EXERCISE INSTRUCTIONS
Please report how many lines in the records below contain the word "black", and give nothing else.

(Image point grounding data)
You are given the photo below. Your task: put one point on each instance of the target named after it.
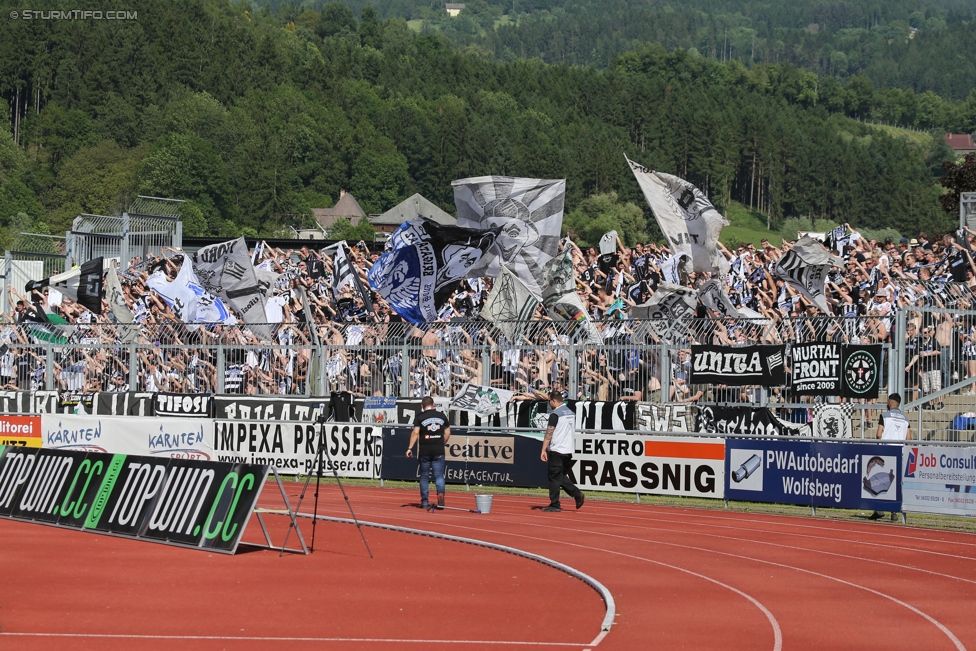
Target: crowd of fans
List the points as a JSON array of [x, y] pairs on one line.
[[366, 348]]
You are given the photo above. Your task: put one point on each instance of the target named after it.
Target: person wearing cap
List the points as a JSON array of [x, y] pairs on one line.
[[893, 425], [557, 451]]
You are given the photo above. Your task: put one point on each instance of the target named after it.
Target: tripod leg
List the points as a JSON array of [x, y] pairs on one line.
[[348, 503]]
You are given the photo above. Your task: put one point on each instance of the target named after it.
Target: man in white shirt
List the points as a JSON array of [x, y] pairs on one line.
[[557, 451], [892, 426]]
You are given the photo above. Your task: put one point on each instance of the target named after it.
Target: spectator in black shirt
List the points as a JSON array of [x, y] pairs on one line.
[[433, 431]]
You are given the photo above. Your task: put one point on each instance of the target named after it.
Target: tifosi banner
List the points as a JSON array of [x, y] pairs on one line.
[[843, 475], [353, 450], [24, 431], [181, 438], [656, 465], [472, 458], [738, 366], [816, 369], [185, 405], [939, 480], [190, 503]]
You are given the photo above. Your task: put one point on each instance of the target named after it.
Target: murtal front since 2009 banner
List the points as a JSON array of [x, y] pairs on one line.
[[190, 503]]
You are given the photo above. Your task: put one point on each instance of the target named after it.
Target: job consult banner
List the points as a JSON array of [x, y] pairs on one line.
[[186, 502], [352, 449], [844, 475], [682, 465], [182, 438], [472, 457], [939, 480]]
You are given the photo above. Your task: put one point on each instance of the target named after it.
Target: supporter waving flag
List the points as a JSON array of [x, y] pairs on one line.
[[423, 265], [687, 218], [805, 267]]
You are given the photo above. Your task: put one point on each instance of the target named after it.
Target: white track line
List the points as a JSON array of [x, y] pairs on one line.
[[601, 589], [777, 631], [257, 638], [958, 644]]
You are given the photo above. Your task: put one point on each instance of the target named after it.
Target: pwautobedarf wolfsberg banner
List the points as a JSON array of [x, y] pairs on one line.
[[738, 366], [842, 475], [354, 450], [816, 369], [861, 371], [196, 504], [686, 466], [472, 457], [939, 480]]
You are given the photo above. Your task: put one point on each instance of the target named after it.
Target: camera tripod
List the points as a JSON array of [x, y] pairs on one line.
[[321, 448]]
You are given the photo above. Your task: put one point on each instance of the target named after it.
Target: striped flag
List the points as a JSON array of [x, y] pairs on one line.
[[342, 270]]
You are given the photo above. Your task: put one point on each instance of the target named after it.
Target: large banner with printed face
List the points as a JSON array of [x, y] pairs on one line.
[[689, 466], [185, 502]]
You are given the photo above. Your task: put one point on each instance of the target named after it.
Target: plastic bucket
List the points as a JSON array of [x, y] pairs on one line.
[[483, 503]]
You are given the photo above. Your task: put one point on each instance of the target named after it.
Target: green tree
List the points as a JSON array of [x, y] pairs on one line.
[[601, 214]]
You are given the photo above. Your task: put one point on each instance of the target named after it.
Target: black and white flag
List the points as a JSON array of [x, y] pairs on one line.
[[510, 304], [225, 271], [342, 270], [805, 267], [671, 308], [526, 214], [484, 401], [563, 303], [815, 369], [712, 295], [687, 218], [83, 285]]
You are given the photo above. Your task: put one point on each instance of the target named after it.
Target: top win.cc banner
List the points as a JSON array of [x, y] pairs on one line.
[[184, 502]]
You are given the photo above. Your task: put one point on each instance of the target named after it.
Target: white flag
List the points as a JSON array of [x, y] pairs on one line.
[[484, 401], [510, 304], [671, 268], [687, 218], [712, 295], [120, 309], [561, 300], [527, 214], [191, 303], [805, 267], [225, 271]]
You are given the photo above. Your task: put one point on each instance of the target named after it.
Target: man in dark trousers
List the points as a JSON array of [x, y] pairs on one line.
[[557, 451], [433, 431]]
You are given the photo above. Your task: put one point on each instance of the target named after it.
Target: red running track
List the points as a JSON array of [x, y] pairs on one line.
[[681, 578]]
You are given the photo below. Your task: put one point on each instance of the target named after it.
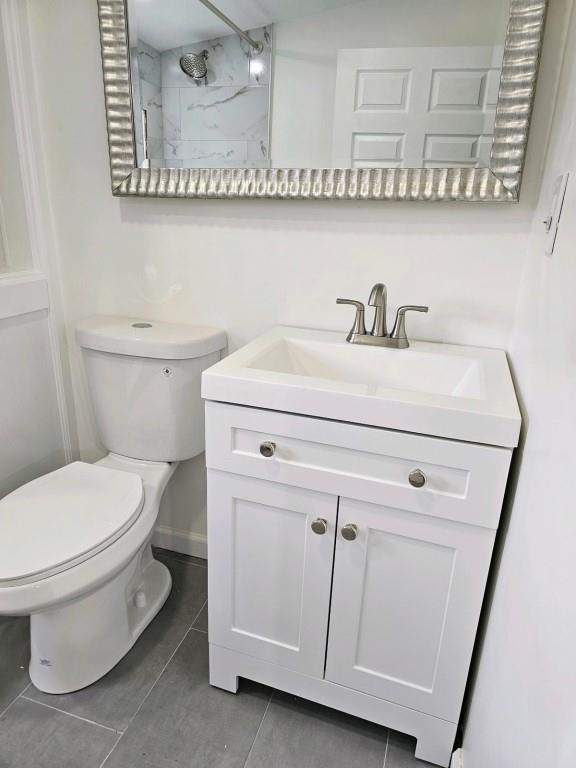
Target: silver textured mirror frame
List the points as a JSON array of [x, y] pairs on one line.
[[498, 183]]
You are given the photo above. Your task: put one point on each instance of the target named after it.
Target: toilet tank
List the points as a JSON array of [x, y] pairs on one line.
[[144, 382]]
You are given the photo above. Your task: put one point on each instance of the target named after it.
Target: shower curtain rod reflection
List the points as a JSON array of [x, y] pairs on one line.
[[258, 47]]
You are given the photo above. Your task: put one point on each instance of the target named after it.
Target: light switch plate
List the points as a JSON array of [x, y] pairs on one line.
[[551, 223]]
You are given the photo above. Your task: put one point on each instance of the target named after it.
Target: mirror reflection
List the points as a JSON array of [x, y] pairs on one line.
[[315, 84]]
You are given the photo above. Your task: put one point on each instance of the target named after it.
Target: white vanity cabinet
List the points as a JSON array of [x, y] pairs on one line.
[[333, 577]]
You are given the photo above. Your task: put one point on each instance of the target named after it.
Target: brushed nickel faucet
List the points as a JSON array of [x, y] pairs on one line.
[[379, 336]]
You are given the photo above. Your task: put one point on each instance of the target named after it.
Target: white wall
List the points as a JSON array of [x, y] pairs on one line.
[[14, 241], [31, 443], [523, 710], [247, 265], [306, 57]]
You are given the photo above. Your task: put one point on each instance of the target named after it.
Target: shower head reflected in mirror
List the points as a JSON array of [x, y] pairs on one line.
[[194, 64]]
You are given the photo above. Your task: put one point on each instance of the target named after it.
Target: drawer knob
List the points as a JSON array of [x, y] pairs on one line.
[[349, 531], [320, 526], [267, 449], [417, 478]]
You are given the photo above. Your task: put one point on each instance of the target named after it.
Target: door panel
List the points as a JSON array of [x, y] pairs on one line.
[[406, 598], [415, 107], [270, 575]]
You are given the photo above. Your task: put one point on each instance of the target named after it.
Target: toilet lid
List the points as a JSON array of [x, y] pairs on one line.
[[63, 518]]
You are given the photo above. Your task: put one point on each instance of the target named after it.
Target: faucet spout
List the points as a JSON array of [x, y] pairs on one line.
[[377, 300]]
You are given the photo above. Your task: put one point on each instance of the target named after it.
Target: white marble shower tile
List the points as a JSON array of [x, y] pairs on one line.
[[155, 149], [171, 113], [227, 62], [151, 97], [149, 64], [206, 154], [257, 155], [229, 112]]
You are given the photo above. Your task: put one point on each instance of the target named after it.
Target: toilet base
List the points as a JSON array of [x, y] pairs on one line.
[[77, 643]]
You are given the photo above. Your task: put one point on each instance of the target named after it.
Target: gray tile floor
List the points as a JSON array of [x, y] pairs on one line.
[[156, 709]]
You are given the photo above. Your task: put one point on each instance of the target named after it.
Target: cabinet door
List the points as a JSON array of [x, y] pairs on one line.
[[406, 600], [269, 572]]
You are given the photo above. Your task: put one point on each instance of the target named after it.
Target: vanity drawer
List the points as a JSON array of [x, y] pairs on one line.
[[463, 481]]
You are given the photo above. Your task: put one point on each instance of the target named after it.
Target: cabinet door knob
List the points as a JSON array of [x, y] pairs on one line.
[[349, 531], [320, 526], [267, 449], [417, 478]]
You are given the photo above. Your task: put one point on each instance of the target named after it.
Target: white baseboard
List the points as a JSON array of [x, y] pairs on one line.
[[185, 542], [457, 759]]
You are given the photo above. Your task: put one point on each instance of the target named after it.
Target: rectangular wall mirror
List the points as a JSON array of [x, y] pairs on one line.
[[371, 99]]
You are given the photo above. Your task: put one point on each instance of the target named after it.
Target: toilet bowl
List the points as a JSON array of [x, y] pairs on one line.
[[75, 545]]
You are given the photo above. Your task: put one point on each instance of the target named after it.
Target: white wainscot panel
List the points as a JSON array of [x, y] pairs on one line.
[[381, 89], [457, 89]]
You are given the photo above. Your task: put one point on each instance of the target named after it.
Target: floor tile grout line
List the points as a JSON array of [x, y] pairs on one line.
[[386, 749], [145, 699], [197, 616], [113, 747], [70, 714], [259, 729], [14, 700]]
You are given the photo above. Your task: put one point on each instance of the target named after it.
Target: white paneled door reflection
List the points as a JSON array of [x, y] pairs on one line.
[[415, 107]]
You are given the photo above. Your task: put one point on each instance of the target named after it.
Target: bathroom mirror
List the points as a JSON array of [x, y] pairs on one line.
[[370, 99]]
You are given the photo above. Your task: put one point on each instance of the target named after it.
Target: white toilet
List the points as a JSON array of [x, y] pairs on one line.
[[75, 548]]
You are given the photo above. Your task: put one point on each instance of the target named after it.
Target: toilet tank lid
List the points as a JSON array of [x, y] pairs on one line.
[[148, 338]]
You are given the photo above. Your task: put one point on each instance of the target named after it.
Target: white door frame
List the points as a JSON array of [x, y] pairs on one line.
[[39, 288]]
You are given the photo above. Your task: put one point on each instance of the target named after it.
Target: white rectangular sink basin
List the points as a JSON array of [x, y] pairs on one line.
[[464, 393]]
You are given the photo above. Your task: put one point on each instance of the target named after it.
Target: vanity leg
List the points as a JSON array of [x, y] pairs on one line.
[[435, 743], [221, 673]]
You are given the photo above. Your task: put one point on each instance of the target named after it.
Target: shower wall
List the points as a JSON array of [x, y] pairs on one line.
[[150, 78], [223, 122]]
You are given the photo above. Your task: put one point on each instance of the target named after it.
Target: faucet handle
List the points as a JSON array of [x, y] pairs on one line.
[[399, 330], [358, 329]]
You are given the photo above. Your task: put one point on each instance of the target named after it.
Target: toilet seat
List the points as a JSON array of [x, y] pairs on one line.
[[64, 518]]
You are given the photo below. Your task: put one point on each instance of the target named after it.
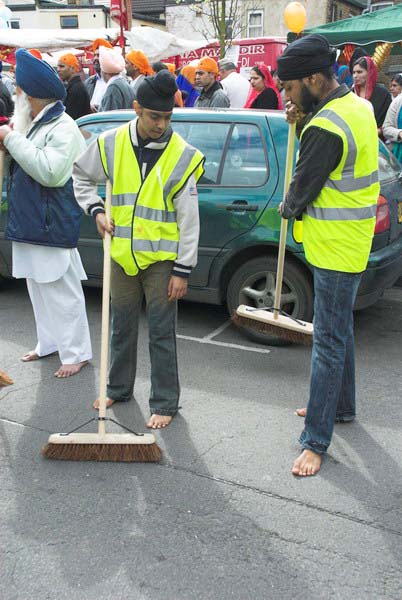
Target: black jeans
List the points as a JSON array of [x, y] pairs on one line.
[[127, 295]]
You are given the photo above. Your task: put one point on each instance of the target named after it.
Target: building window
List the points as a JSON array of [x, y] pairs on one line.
[[70, 22], [255, 24], [14, 23]]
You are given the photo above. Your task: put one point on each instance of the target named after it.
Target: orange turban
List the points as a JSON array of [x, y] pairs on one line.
[[188, 71], [139, 60], [100, 42], [36, 53], [171, 67], [208, 64], [71, 61]]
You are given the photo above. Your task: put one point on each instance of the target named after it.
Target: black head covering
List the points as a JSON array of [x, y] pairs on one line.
[[304, 57], [157, 93], [357, 53]]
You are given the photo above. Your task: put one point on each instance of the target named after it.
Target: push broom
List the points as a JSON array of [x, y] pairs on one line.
[[4, 378], [103, 446], [275, 321]]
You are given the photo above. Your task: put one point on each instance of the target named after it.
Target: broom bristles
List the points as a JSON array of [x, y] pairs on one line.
[[272, 329], [104, 452]]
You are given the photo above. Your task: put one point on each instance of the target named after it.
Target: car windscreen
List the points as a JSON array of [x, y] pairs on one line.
[[388, 166], [91, 131]]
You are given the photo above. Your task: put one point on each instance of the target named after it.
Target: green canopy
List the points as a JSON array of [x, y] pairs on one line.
[[383, 25]]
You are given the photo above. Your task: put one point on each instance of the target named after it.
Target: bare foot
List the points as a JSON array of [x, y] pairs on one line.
[[30, 356], [69, 370], [307, 464], [109, 402], [159, 421]]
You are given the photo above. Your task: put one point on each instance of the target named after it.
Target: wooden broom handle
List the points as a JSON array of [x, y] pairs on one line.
[[1, 176], [105, 313], [284, 222]]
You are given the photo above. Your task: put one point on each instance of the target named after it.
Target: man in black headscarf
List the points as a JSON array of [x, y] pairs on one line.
[[335, 189], [155, 237]]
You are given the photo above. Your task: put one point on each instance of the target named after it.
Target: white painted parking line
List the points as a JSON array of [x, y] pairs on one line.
[[218, 331], [207, 340]]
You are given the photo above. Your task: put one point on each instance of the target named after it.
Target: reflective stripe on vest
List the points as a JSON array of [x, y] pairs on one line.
[[341, 214], [145, 220], [348, 182], [338, 226]]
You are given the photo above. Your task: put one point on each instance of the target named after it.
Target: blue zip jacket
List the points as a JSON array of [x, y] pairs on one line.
[[47, 216]]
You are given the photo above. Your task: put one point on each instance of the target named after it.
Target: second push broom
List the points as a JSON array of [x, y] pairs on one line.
[[275, 321], [103, 446]]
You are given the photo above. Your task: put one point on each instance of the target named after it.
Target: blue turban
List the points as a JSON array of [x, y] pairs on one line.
[[36, 78]]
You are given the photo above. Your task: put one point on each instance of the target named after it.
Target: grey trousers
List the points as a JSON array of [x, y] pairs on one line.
[[127, 294]]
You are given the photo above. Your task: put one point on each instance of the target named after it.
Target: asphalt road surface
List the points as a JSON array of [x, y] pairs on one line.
[[221, 517]]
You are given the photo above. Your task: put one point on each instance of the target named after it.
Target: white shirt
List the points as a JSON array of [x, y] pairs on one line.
[[99, 90], [44, 264], [236, 87]]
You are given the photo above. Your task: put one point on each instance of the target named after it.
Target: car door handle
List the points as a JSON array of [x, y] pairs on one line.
[[240, 207]]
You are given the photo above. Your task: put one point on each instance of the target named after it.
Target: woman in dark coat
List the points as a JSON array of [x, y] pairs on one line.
[[263, 92], [366, 86]]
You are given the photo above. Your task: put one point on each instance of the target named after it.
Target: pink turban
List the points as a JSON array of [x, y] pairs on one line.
[[111, 61]]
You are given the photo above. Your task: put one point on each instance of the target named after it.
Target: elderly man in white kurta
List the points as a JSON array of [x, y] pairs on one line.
[[43, 217]]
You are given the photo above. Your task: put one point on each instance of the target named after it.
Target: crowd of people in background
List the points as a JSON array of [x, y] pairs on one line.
[[207, 83]]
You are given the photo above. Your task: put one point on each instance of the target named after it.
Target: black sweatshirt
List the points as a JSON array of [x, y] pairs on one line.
[[319, 154]]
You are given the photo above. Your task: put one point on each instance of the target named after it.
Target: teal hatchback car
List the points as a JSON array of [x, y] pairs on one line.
[[239, 194]]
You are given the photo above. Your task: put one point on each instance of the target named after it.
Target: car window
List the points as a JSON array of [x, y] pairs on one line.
[[245, 162], [91, 131], [388, 166], [210, 139]]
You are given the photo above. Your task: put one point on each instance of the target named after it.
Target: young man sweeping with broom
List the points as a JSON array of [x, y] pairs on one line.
[[155, 228], [335, 188]]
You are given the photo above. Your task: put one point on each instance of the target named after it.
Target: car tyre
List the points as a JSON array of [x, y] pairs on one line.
[[254, 284]]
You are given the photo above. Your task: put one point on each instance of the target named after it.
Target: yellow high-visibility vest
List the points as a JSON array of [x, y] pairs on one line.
[[338, 227], [146, 229]]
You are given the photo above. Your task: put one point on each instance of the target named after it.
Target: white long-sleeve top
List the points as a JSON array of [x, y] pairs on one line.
[[88, 172]]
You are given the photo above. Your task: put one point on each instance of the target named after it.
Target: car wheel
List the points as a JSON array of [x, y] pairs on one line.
[[254, 284]]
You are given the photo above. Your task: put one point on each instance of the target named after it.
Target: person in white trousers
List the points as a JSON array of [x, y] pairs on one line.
[[43, 216]]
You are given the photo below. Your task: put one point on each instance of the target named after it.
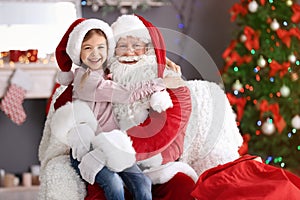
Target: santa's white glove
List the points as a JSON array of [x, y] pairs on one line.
[[91, 164], [79, 139], [117, 148], [161, 101], [151, 162]]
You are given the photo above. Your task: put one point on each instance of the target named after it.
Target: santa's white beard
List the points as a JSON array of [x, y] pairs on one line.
[[133, 114], [144, 69]]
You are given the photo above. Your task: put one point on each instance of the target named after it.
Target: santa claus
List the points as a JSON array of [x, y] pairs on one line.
[[185, 135], [195, 131]]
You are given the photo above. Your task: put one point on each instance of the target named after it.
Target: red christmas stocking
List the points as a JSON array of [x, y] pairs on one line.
[[12, 101]]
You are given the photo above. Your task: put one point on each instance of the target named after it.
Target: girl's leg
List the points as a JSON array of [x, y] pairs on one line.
[[111, 183], [137, 183]]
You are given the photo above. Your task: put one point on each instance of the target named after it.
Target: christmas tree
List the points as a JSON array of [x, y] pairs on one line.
[[261, 78]]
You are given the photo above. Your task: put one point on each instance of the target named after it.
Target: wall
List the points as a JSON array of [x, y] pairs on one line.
[[207, 22]]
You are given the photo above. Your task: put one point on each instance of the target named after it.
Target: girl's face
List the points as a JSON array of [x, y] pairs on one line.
[[94, 52]]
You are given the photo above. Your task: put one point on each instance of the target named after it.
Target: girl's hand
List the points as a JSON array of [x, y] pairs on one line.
[[173, 66], [173, 82]]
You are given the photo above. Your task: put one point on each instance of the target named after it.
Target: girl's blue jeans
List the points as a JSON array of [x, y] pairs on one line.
[[137, 183]]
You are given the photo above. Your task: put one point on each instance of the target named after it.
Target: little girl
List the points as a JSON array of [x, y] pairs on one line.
[[89, 44]]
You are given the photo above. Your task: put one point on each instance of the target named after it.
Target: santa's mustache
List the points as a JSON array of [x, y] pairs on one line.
[[130, 58]]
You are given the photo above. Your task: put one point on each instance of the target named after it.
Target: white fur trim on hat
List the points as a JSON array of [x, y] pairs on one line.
[[76, 37], [130, 25]]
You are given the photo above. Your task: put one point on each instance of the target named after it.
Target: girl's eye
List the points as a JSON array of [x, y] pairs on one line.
[[87, 48]]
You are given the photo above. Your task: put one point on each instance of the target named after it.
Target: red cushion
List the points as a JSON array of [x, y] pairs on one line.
[[246, 178]]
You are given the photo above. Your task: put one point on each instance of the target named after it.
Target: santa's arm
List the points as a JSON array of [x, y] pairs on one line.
[[160, 130]]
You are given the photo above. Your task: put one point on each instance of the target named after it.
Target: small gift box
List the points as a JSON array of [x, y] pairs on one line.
[[32, 55], [15, 55]]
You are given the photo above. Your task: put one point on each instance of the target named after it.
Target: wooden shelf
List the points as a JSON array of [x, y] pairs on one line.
[[43, 78]]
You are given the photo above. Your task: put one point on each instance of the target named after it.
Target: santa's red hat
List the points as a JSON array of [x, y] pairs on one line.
[[68, 50], [137, 26]]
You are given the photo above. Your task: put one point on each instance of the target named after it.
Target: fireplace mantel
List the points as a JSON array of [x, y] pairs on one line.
[[42, 75]]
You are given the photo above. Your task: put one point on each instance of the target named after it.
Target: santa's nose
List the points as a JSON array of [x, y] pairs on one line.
[[129, 52]]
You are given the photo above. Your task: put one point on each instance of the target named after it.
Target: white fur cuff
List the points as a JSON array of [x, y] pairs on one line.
[[164, 173], [117, 148], [161, 101], [65, 78], [69, 116]]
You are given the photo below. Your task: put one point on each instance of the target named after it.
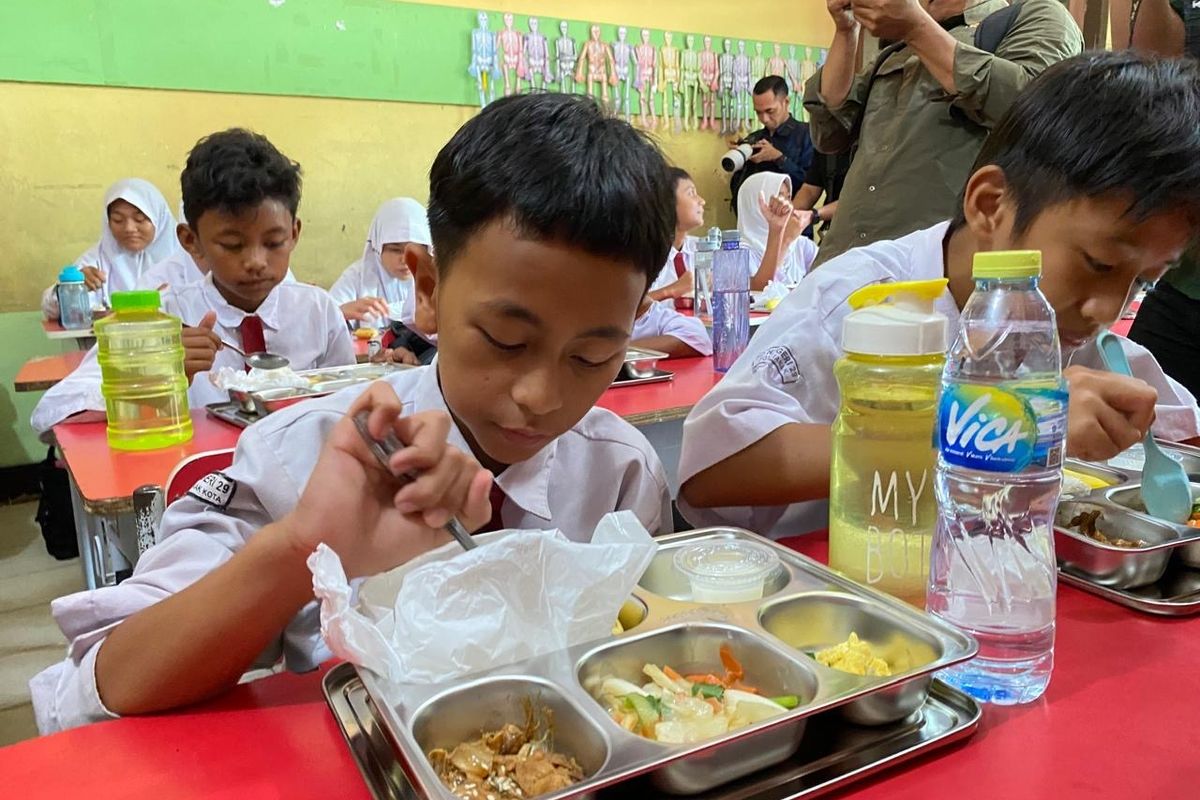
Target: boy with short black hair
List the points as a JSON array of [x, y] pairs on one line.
[[240, 197], [549, 221], [1097, 164]]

WRITTEN ANSWER
7